*** EXCERPT ***
Tuesday, April 20, 2010

True Perpetrator on Cooley Innocence Project Case Sentenced


This is Ken Wyniemko. He was exonerated by the Cooley Innocence Project (where I work) in 2003. This is the often forgotten problem with wrongful convictions. It allows the true criminal to be free and continue to commit crimes. Gonser was not sentenced for the rape that Ken served time for because the statute of limitations had run and he could no longer be charged. If the police and prosecutor had not fabricated evidence to frame Ken they may have kept looking for the true perpetrator and find Gonser years ago.

Man who was wrongly imprisoned faces real rape suspect

Every day of the nine-plus years Kenneth Wyniemko sat behind bars for a rape he didn’t commit, he imagined the real culprit running free — and laughing at him.

“You don’t seem to be laughing now,” said Wyniemko, his voice shaky, as he turned to address for the first time the man who DNA evidence now indicates committed the 1994 assault.

Today, that man — 42-year-old Craig Gonser— was sentenced to 10-25 years in prison for an unrelated sex crime. By the time DNA evidence linked him to the 1994 rape for which Wyniemko had been convicted, the statute of limitations had expired, making it impossible for Macomb County prosecutors to charge him.

But prosecutors described the case in their efforts to have Gonser locked up for longer for being a longtime sexual deviant.

Speaking to the court, Gonser maintained his innocence despite Michigan State Police putting the odds of the DNA match not being correct in the quadrillions to one. He, like Wyniemko, was wrongly convicted, he said.

“All who desire to live godly will suffer,” he said in a prepared statement directed to “fellow Christians worldwide” that acknowledged previous misdeeds but denied the 1994 rape, as well as his most recent indecent exposure convictions.

“I am wrongly accused and wrongfully convicted,” he said. “I ask and plead for leniency.”

Circuit Judge David Viviano gave him none, describing Gonser’s rap sheet of crimes as “bizarre and disgusting” as he sentenced Gonser to more than double the 51-month minimum he faced. The deviation was allowed, in part, because Gonser pleaded no contest to being a sexual deviant, which allows latitude for heftier sentences.

Macomb County Assistant Prosecutor Michael Servitto said Gonser had a history of sex-related convictions dating back to 1992 that included masturbating in parking lots in front of women, groping women’s butts and masturbating in front of his 20-month-old daughter.

The most serious incident was the 1994 assault of a 28-year-old Clinton Township woman, who was repeatedly assaulted at razor point by a stranger who broke into her home. Wyniemko, incorrectly identified by the traumatized victim, was convicted and sentenced to 40-60 years in prison.

The victim in the case was prepared to testify to bolster prosecutors’ sexual deviancy case, Viviano said. She did not attend today’s hearing. It’s the policy of the Free Press not to identify victims of sex assaults.

In 1994, she told police that the rapist wore a stocking over his head, so she had only seen the bottom half of his face. After prodding, she identified Wyniemko in a lineup.
*** DATA EXTRACT ***
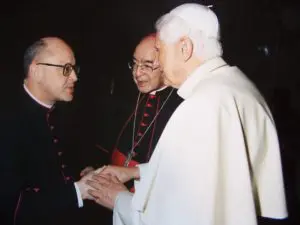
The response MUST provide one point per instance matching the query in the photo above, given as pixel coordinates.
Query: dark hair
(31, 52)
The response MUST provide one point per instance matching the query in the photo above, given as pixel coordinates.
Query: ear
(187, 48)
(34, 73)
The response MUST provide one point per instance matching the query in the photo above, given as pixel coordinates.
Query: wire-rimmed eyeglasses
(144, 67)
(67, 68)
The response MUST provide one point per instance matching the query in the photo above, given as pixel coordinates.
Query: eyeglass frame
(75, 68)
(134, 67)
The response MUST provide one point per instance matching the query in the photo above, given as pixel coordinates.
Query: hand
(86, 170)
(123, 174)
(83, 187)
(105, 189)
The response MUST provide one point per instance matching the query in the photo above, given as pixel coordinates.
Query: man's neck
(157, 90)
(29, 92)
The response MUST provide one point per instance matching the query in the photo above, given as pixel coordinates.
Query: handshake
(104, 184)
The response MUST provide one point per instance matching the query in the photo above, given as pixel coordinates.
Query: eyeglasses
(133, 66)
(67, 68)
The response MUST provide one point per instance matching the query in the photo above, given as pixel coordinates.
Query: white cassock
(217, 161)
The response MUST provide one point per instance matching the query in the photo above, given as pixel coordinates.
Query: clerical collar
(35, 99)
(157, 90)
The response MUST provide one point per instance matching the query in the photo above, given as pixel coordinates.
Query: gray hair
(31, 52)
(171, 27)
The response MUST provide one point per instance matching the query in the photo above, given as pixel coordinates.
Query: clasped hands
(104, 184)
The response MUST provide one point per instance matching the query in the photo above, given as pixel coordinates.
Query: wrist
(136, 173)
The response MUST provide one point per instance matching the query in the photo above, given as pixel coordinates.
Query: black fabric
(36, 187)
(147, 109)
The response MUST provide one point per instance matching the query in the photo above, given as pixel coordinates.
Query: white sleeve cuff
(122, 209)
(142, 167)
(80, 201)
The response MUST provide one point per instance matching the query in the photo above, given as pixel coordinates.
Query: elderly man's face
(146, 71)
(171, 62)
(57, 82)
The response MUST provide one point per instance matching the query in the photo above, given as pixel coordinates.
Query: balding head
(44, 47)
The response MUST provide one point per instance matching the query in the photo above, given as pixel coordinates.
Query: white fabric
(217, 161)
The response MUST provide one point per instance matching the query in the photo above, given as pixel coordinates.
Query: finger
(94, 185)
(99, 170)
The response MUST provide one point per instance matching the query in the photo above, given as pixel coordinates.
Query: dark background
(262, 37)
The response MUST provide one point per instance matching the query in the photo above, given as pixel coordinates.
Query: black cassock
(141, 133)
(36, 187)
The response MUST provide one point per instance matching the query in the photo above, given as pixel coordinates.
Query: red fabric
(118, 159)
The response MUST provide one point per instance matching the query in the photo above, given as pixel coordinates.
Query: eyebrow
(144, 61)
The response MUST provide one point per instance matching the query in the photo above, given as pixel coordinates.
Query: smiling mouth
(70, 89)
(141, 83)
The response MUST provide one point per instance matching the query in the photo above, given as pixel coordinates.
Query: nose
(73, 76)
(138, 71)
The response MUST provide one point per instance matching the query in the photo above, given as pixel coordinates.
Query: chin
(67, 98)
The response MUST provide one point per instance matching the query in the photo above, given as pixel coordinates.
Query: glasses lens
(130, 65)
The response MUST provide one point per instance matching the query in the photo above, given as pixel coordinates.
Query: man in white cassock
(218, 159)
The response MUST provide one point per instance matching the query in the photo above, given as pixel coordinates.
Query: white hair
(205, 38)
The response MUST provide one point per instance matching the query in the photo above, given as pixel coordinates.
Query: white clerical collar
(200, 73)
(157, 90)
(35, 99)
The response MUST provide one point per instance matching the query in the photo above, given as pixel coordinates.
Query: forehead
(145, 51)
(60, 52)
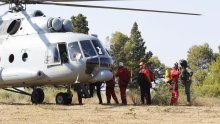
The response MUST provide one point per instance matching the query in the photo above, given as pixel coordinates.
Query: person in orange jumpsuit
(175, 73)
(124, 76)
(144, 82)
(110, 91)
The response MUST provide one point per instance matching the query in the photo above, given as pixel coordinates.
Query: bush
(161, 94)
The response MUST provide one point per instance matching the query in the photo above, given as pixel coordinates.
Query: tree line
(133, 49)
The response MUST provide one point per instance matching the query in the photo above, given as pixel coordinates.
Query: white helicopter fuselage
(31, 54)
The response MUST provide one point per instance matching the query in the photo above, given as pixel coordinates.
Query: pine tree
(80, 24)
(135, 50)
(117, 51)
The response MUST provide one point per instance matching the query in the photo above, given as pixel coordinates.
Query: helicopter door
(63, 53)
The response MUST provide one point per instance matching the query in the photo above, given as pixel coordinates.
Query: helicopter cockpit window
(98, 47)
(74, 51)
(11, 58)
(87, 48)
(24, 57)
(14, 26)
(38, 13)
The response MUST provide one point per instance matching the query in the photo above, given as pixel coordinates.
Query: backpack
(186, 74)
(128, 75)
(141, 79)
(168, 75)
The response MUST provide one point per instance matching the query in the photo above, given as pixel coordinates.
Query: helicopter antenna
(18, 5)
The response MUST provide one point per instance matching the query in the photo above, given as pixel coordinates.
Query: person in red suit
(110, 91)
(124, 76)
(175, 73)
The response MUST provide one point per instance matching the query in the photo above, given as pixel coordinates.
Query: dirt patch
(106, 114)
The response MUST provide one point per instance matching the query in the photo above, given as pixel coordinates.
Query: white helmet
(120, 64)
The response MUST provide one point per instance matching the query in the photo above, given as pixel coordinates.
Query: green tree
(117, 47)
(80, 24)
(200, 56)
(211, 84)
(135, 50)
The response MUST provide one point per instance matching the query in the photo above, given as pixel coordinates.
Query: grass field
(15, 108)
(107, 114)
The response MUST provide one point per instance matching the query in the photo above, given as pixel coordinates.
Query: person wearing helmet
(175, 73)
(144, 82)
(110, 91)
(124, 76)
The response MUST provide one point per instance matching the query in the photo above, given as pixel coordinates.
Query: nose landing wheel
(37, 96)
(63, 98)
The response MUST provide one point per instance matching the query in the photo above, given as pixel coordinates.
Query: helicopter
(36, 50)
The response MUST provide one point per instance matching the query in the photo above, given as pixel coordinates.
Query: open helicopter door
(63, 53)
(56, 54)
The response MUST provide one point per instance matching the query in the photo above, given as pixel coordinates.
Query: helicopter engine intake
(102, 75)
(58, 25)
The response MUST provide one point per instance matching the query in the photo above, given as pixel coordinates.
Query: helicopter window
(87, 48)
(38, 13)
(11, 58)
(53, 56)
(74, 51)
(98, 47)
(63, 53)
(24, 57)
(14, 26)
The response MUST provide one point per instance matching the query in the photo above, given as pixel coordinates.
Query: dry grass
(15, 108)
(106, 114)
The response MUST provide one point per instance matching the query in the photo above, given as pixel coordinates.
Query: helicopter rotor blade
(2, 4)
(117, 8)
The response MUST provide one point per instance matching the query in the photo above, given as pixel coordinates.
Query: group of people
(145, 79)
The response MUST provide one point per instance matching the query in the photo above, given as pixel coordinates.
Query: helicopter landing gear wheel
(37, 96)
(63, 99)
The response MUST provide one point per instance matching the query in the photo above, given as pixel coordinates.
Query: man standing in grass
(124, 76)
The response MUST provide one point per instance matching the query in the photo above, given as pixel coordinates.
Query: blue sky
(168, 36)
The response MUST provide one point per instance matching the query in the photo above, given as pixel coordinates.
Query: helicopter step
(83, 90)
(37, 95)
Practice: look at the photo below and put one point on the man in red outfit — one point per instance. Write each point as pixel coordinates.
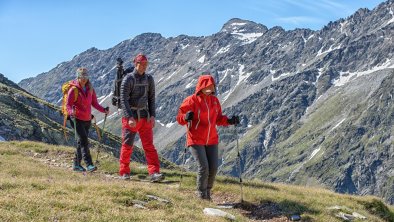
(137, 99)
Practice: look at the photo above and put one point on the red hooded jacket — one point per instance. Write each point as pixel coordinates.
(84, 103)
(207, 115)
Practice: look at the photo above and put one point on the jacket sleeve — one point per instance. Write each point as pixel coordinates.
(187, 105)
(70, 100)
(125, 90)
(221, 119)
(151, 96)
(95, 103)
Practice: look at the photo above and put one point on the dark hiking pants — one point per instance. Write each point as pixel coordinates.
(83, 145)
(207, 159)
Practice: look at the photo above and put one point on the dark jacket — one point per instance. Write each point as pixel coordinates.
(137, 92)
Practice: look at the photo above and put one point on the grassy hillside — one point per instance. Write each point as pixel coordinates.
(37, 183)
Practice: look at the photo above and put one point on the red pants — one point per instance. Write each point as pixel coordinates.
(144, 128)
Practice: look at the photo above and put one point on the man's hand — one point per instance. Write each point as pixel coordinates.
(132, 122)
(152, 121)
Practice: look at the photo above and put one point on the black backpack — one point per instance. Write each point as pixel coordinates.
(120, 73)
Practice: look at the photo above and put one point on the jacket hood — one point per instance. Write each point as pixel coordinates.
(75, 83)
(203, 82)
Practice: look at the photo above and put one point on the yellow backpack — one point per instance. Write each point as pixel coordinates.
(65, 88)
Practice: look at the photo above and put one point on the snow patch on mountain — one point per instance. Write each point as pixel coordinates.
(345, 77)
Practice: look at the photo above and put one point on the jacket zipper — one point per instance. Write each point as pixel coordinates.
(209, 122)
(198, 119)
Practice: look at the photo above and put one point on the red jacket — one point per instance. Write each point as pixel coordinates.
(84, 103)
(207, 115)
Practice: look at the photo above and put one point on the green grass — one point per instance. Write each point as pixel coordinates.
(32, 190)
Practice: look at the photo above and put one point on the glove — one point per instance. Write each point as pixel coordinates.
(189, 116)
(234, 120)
***
[WORK ORDER]: Reproduce the Wyniemko case post word for word, starting with "The victim in" and going on through "in a lineup.".

[SOLUTION FOR THIS EXERCISE]:
The victim in the case was prepared to testify to bolster prosecutors’ sexual deviancy case, Viviano said. She did not attend today’s hearing. It’s the policy of the Free Press not to identify victims of sex assaults.

In 1994, she told police that the rapist wore a stocking over his head, so she had only seen the bottom half of his face. After prodding, she identified Wyniemko in a lineup.